Effect of Hospitalization on Conventional and 24-hour Blood Pressure

Abstract
Blood pressure (BP) levels, particularly in hypertensives, often fall on admission to hospital. Whether such a BP fall also occurs for BP measured automatically without the presence of medical and nursing staff and hence without the alerting reaction has not previously been studied. Twenty-two subjects, mean age 80 ± 7 years (BP range 110–190/60–110 mmHg) underwent nurse-taken BP measurements and 24-hour non-invasive BP monitoring on admission to hospital and again after 5 days. Nurse-taken systolic BP (SBP) levels on admission fell significantly from 149 ± 21 mmHg to 137 ± 16mmHg (p<0.01) on day 2, to 131 ± 16mmHg on day 5 (p <0.05). Mean diastolic BP (DBP) levels showed a less marked fall over 5 days from 87 ± 12 mmHg to 84 ± 11 mmHg (p < 0.05). Mean 24-hour BP levels showed no significant change from admission to day 5 (131 ± 17/72 ± 12 mmHg vs. 131 ± 17/72 ± 10 mmHg, respectively). In addition, nurse-taken SBP on day 5 was similar to mean 24-hour and daytime SBP taken on day 1 or day 5. Using shorter periods of BP monitoring gave similar mean BP levels to the full mean 24-hour BP level although BP reproducibility was poorer, even with more than 10 hours of BP monitoring. A period of automatic BP monitoring on admission to hospital will rapidly reveal a patient's sustained hospital BP level.

■ **Complete the following**
**a.** Summarize the abstract on hospitalization and blood pressure in two sentences.
**b.** Using the abstract on hospitalization and blood pressure, state whether each statement agrees with it, answering yes or no and quoting the deciding words. (i) The subjects had a mean age of 80 years. (ii) Mean 24-hour blood pressure fell significantly between admission and day 5. (iii) Shorter periods of monitoring gave better reproducibility than the full 24 hours.
**c.** According to the abstract on hospitalization and blood pressure, what was the nurse-taken systolic blood pressure on day 2?

■ **Dataset records**
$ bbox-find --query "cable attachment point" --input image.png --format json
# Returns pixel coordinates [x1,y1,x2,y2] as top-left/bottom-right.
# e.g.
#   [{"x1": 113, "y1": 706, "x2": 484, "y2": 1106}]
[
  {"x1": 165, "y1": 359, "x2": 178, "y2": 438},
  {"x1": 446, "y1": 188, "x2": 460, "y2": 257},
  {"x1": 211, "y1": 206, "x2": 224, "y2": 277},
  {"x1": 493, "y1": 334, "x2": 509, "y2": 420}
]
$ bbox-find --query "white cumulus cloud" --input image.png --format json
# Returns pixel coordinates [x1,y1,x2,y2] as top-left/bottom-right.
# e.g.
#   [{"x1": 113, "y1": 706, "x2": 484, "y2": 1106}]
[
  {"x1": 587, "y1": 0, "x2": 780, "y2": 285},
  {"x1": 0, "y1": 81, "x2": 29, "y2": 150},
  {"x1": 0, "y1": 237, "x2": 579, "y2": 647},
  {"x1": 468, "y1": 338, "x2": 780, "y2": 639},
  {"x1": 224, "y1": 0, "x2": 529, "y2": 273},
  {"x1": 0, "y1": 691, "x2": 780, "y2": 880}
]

■ **Answers for each item**
**a.** In twenty-two subjects, nurse-taken systolic blood pressure fell significantly from admission to day 5, and diastolic pressure fell less markedly, while mean 24-hour blood pressure showed no significant change over the same period. The abstract concludes that a period of automatic blood pressure monitoring on admission to hospital will rapidly reveal a patient's sustained hospital blood pressure level.

**b.**
(i) Yes: "mean age 80 ± 7 years"
(ii) No: "Mean 24-hour BP levels showed no significant change from admission to day 5"
(iii) No: "although BP reproducibility was poorer, even with more than 10 hours of BP monitoring"

**c.** 137 ± 16 mmHg